[Dataset entries]

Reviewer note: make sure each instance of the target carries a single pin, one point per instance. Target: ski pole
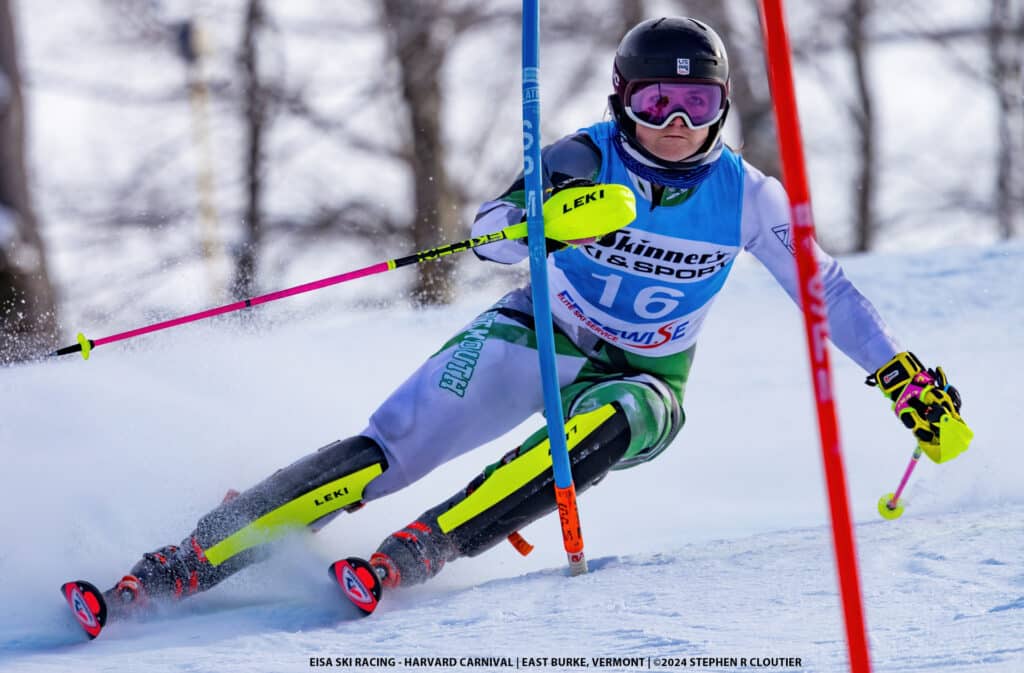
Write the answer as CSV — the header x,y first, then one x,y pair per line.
x,y
577,213
890,505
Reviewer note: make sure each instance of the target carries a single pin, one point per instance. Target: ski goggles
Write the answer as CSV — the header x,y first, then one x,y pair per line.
x,y
655,104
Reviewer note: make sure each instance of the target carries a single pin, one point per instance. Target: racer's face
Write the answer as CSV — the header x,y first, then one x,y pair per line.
x,y
674,142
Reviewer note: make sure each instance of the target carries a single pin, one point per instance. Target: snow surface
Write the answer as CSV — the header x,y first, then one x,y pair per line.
x,y
720,548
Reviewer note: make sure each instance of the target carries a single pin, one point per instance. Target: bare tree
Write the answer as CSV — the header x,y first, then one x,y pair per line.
x,y
28,317
862,112
420,35
255,122
1007,78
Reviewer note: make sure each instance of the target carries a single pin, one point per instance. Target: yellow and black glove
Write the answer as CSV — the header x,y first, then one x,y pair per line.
x,y
926,404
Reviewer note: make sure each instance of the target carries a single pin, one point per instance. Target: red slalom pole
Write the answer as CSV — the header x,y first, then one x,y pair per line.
x,y
816,324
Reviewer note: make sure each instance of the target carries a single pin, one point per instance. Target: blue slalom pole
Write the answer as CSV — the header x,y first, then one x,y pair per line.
x,y
534,184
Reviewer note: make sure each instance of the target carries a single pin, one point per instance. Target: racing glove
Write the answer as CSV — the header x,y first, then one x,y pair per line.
x,y
926,404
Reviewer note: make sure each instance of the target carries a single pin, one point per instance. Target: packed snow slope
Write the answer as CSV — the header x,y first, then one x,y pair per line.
x,y
719,549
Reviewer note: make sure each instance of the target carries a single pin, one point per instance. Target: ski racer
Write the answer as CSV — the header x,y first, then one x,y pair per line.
x,y
628,310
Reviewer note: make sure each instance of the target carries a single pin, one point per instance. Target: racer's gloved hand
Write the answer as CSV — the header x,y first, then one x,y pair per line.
x,y
926,404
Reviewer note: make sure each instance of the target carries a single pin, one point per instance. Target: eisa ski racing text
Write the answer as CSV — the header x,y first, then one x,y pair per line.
x,y
559,662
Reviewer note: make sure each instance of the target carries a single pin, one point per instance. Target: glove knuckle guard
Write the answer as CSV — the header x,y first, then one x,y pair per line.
x,y
926,404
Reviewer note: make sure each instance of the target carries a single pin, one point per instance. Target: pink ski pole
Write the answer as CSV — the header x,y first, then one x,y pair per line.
x,y
889,505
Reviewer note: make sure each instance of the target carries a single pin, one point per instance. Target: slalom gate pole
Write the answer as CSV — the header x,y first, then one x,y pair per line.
x,y
815,322
564,488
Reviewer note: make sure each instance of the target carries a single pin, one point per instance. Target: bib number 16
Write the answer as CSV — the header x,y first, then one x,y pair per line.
x,y
651,302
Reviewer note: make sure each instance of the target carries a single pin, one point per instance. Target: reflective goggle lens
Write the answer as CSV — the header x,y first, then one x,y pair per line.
x,y
655,103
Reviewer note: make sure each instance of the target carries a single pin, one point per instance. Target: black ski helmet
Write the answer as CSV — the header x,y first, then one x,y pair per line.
x,y
670,48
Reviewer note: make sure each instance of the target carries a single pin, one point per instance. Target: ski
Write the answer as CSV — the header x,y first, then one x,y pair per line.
x,y
87,604
358,583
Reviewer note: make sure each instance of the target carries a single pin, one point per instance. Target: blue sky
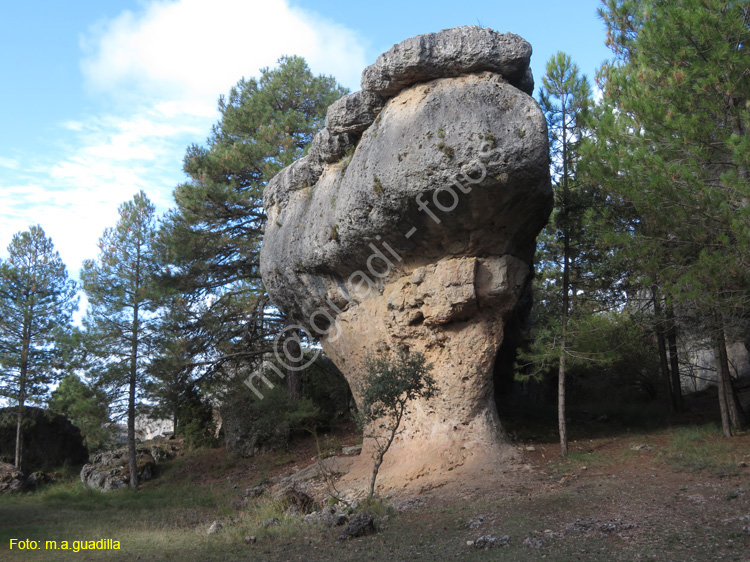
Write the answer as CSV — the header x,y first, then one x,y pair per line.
x,y
100,99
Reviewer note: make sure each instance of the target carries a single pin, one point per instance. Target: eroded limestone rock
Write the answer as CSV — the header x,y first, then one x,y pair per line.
x,y
423,236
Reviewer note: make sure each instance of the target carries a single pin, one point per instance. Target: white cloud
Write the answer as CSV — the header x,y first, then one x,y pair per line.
x,y
187,52
163,69
10,163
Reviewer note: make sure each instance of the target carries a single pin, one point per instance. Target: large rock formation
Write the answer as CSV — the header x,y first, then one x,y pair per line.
x,y
49,439
411,223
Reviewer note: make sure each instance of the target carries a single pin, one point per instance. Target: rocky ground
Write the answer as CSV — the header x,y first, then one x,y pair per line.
x,y
679,493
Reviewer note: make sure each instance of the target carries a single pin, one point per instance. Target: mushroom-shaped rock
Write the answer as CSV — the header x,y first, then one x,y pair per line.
x,y
422,238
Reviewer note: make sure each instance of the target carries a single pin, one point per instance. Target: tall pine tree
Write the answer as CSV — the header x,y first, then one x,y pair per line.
x,y
37,300
213,235
122,307
672,150
564,98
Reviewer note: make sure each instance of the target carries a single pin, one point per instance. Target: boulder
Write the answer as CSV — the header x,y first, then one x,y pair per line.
x,y
451,52
353,113
110,470
49,439
423,237
11,479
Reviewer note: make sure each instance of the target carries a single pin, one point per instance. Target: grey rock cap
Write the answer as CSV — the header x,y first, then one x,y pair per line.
x,y
448,53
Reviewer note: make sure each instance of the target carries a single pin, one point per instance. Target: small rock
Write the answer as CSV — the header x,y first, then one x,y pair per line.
x,y
533,543
11,479
476,522
361,524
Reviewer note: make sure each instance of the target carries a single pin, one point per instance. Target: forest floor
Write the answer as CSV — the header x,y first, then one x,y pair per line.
x,y
675,492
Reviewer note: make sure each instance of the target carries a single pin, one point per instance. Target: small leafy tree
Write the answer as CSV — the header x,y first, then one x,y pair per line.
x,y
390,384
86,407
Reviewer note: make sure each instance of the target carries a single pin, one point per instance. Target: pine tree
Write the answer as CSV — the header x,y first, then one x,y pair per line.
x,y
36,304
564,98
213,235
87,408
672,150
122,306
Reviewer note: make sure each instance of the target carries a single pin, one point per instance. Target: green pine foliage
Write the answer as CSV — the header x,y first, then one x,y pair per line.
x,y
37,300
670,151
671,147
213,236
86,407
123,303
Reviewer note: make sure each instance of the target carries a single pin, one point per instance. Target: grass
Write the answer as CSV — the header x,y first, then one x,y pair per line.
x,y
168,518
702,449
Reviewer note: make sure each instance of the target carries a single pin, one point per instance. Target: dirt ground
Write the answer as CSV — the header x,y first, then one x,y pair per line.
x,y
678,493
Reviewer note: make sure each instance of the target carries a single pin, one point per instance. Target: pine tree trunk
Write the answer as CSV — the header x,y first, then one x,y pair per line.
x,y
132,452
674,358
720,350
293,357
561,423
726,388
662,347
19,434
22,378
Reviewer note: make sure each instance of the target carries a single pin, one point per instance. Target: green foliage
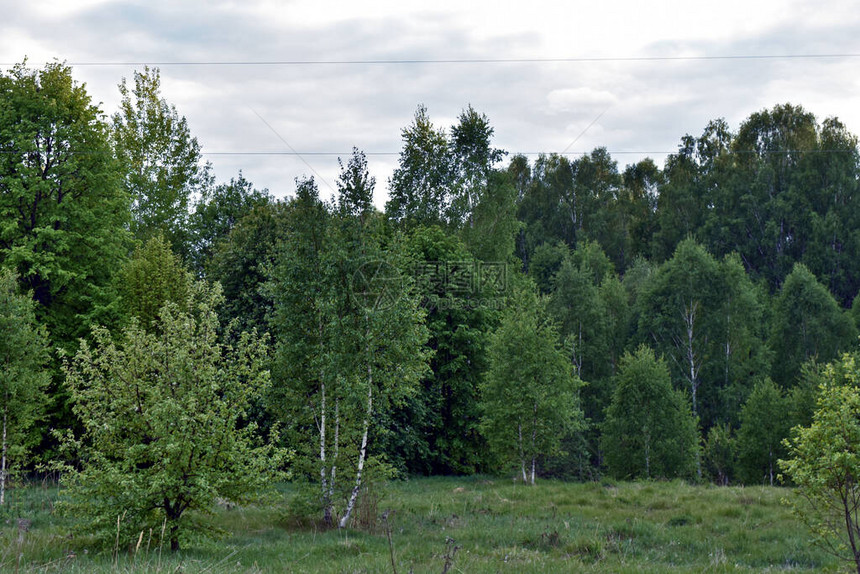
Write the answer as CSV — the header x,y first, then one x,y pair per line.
x,y
598,527
241,263
765,423
163,415
420,188
649,430
23,375
349,339
152,277
62,210
720,454
807,324
704,315
217,212
162,163
824,462
437,431
448,180
529,394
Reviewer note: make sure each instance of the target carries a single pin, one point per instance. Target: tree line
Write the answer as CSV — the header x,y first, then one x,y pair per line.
x,y
171,340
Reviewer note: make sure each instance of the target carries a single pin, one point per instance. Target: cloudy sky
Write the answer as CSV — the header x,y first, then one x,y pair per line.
x,y
257,78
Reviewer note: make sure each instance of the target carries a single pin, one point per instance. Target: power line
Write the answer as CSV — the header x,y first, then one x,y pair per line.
x,y
420,61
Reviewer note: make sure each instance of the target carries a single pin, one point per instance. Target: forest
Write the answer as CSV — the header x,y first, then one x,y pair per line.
x,y
172,342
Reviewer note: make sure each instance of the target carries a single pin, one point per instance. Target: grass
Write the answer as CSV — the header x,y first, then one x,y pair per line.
x,y
475,524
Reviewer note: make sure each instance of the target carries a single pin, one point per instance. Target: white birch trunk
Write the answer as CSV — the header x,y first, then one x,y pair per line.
x,y
323,482
689,322
362,453
3,462
336,449
522,452
534,443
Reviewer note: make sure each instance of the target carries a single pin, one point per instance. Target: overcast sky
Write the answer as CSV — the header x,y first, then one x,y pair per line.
x,y
646,72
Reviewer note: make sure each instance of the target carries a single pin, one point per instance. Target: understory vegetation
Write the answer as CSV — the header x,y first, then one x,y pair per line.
x,y
173,347
475,524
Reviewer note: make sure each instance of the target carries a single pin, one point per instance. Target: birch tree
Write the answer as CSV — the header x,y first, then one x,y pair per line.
x,y
530,394
824,463
23,375
163,413
350,336
649,430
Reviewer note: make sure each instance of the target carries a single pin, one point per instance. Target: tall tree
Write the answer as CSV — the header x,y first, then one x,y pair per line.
x,y
152,277
705,316
473,160
420,187
62,208
437,432
163,413
649,429
824,462
349,342
218,210
765,423
530,392
807,324
23,375
162,163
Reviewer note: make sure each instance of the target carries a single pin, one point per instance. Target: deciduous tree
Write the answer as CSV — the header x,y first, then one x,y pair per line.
x,y
163,416
23,375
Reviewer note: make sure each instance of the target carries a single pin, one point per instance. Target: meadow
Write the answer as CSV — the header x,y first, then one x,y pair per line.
x,y
476,524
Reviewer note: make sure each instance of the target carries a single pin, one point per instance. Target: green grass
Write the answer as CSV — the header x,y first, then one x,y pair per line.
x,y
495,526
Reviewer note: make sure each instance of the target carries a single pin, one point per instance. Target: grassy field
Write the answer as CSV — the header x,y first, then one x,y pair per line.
x,y
474,524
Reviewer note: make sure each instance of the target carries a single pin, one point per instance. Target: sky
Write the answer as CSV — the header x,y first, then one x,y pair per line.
x,y
260,80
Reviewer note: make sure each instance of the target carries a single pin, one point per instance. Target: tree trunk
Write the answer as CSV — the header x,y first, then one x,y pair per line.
x,y
522,452
3,459
323,481
534,443
689,323
362,453
336,450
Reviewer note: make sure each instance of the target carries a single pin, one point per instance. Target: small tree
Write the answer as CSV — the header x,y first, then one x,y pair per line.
x,y
649,429
162,412
765,423
530,393
824,463
23,376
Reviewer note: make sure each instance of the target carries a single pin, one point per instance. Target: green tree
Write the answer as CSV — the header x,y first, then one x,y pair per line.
x,y
719,454
649,429
344,353
807,324
437,432
706,318
152,277
765,424
530,393
23,377
163,416
824,463
242,261
62,208
216,213
161,161
473,158
421,185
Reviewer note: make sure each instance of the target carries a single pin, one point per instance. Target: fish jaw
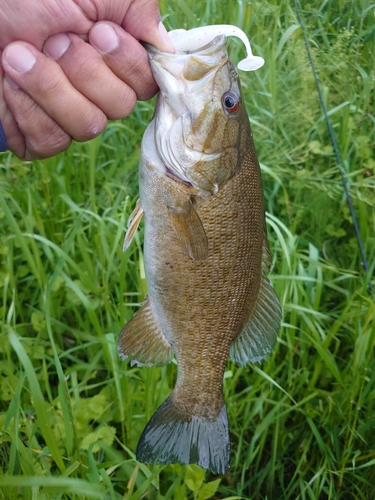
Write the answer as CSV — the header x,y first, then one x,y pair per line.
x,y
194,133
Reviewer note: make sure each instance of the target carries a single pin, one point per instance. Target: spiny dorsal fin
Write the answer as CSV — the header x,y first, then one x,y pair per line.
x,y
260,332
190,231
142,339
133,223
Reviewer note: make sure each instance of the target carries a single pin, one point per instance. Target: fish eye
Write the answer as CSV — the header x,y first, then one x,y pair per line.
x,y
231,102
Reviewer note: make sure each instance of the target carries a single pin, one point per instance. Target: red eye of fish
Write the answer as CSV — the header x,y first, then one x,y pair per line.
x,y
231,102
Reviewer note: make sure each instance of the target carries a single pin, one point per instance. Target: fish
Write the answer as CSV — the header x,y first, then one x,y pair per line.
x,y
206,252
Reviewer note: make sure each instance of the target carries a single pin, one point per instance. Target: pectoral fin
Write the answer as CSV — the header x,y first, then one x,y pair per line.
x,y
142,339
190,231
133,223
260,332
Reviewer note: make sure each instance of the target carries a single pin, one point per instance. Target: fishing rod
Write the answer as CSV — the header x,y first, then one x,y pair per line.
x,y
335,148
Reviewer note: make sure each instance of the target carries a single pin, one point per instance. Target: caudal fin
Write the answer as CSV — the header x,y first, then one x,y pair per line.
x,y
170,437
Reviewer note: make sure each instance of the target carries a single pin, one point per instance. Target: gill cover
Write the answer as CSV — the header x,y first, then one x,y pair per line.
x,y
199,110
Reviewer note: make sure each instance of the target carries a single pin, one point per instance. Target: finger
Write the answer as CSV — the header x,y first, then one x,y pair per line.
x,y
125,56
45,82
89,74
31,133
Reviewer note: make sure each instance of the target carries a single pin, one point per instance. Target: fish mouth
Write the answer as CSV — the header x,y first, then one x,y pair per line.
x,y
185,45
181,77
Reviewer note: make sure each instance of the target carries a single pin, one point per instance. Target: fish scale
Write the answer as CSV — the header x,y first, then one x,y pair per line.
x,y
206,255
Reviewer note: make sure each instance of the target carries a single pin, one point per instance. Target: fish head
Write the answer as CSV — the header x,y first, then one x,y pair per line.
x,y
199,113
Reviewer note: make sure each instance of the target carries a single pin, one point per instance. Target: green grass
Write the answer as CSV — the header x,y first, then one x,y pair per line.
x,y
302,423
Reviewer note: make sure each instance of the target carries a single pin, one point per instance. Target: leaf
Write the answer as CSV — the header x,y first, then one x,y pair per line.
x,y
209,489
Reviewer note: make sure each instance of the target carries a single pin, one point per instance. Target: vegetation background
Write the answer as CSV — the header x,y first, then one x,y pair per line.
x,y
303,422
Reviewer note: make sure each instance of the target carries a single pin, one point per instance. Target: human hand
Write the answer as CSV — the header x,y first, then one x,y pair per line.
x,y
72,87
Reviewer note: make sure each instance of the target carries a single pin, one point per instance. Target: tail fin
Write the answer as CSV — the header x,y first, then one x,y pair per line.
x,y
171,437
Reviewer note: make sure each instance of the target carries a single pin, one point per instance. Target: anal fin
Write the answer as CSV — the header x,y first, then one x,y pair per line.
x,y
260,331
142,339
189,229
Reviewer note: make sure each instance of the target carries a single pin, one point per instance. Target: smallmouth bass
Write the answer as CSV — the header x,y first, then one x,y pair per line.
x,y
206,251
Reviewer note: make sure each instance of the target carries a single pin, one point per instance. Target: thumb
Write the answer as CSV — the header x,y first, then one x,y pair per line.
x,y
142,20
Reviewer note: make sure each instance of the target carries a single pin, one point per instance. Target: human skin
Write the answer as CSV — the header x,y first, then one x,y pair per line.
x,y
69,65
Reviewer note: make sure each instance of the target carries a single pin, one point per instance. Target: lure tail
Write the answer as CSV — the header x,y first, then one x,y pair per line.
x,y
172,437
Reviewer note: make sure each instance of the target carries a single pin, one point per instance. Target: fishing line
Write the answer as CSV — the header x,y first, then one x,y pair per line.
x,y
335,148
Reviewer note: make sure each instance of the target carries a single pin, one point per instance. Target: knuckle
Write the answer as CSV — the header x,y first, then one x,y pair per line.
x,y
92,126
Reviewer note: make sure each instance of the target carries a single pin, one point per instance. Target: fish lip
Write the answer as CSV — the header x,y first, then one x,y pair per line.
x,y
216,44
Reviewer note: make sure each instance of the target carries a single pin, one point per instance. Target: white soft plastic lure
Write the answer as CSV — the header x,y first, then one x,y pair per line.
x,y
189,40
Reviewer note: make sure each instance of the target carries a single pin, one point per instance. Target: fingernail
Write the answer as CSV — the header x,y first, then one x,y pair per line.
x,y
19,58
168,45
56,46
104,38
11,83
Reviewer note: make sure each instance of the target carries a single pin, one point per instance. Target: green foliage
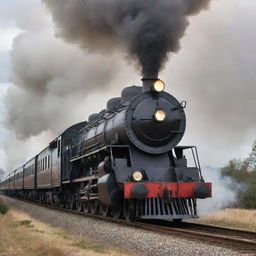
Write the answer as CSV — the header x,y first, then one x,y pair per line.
x,y
244,172
3,207
248,198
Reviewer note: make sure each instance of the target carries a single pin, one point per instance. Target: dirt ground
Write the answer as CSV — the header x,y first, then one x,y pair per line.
x,y
234,218
21,235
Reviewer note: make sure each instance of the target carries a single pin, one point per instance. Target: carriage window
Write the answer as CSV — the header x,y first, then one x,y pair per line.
x,y
58,147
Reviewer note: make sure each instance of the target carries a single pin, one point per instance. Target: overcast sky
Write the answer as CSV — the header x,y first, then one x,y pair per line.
x,y
214,72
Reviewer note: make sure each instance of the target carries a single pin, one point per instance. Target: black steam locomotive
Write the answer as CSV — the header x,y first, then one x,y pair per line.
x,y
123,162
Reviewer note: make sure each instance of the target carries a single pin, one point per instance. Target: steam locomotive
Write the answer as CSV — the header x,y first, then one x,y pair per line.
x,y
124,162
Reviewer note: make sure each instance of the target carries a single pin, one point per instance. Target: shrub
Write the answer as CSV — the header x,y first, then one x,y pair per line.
x,y
3,207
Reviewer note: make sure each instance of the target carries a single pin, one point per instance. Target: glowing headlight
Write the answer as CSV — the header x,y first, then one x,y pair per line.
x,y
160,115
159,86
137,176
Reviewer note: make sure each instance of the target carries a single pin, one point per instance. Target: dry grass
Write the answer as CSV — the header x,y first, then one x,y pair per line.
x,y
236,218
21,235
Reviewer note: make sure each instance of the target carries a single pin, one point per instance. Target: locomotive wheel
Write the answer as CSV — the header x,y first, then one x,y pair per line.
x,y
104,209
94,206
177,220
129,210
116,212
86,207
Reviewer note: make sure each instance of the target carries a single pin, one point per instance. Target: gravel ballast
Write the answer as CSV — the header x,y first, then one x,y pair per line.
x,y
133,239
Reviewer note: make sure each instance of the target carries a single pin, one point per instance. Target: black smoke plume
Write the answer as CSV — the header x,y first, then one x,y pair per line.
x,y
147,30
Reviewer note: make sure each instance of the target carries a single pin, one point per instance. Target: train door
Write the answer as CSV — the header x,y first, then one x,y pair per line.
x,y
56,163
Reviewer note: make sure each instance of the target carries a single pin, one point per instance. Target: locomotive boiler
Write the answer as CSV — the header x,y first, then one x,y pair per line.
x,y
125,161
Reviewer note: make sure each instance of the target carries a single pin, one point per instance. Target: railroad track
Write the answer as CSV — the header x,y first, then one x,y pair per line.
x,y
239,240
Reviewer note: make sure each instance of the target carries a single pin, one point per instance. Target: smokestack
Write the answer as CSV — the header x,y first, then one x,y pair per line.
x,y
148,83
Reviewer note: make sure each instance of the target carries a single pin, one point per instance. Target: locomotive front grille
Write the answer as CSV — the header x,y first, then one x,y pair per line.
x,y
156,208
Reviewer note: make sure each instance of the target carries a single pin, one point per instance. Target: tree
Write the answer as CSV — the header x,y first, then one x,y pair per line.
x,y
252,158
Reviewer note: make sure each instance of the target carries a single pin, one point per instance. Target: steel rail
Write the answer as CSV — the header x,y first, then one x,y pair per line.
x,y
235,239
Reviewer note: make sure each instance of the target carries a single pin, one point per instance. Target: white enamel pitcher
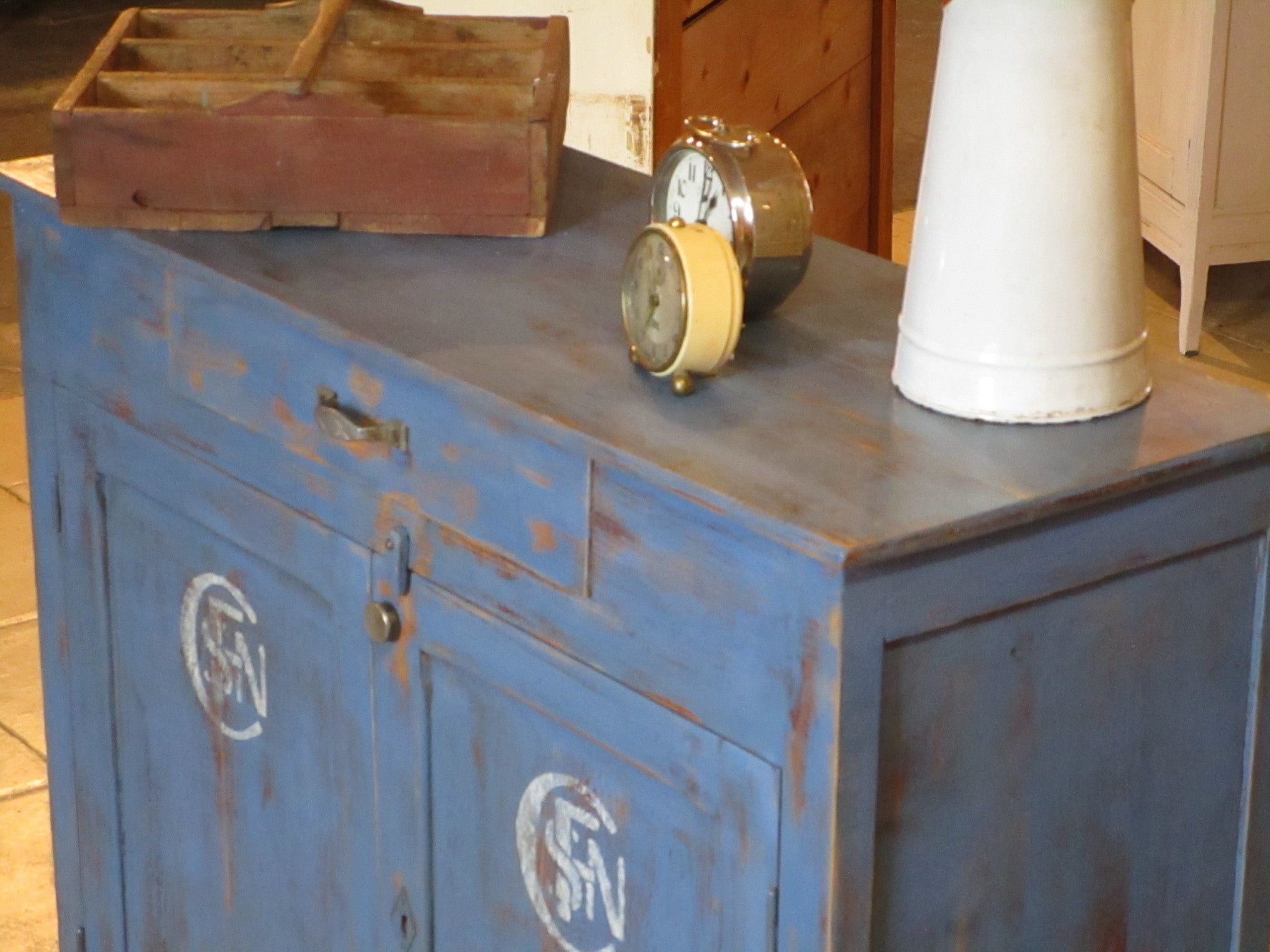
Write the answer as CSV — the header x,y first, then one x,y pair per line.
x,y
1024,295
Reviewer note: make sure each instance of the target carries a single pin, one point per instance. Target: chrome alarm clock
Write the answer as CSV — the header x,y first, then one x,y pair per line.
x,y
682,301
748,187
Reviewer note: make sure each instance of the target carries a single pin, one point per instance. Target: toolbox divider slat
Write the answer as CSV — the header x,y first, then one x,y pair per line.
x,y
429,95
517,63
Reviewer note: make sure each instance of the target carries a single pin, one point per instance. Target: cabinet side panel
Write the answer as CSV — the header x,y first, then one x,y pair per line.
x,y
41,404
1071,774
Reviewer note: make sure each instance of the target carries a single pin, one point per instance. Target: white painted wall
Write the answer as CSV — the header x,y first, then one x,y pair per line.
x,y
611,69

* WHAT YOU SHOULD DO: The answer must be a single number: how many lines in the records above contain the word "tall".

* RESPONSE FOR THIS EXERCISE: 2